**Your goal:** Your response should consist of every entry, unchanged.

**Data extract:**
┄┄┄┄┄┄

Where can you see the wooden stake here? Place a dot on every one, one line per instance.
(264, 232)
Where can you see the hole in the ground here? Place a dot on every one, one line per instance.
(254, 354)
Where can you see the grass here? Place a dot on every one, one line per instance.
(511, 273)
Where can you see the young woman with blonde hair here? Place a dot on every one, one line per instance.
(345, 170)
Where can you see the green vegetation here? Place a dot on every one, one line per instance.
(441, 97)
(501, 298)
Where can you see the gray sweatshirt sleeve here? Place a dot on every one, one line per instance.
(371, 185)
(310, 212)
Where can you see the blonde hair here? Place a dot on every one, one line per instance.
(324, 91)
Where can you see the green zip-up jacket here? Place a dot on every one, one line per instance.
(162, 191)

┄┄┄┄┄┄

**Finished exercise:**
Where can you see the wooden stake here? Place a dot on every one, one line per instance.
(264, 232)
Where can you see the hole in the ground here? Place a dot on every one, one line per instance.
(254, 354)
Where can you see the grass here? Place a dot on every one, one line per instance.
(511, 273)
Where can you see the young woman with blonde hair here? Place a dot on every one, one line per instance.
(345, 170)
Where can you see the green vegetation here? Place a dot on every one, one line per instance.
(441, 97)
(501, 298)
Where can you see the gray sweatshirt sleeve here? Place a dot on every one, one line per instance.
(371, 185)
(310, 212)
Where can you see the blonde hair here? Place a dot on every one, one line per instance.
(324, 91)
Where can you see the green zip-up jacket here? Place a dot on every one, one line per instance.
(162, 191)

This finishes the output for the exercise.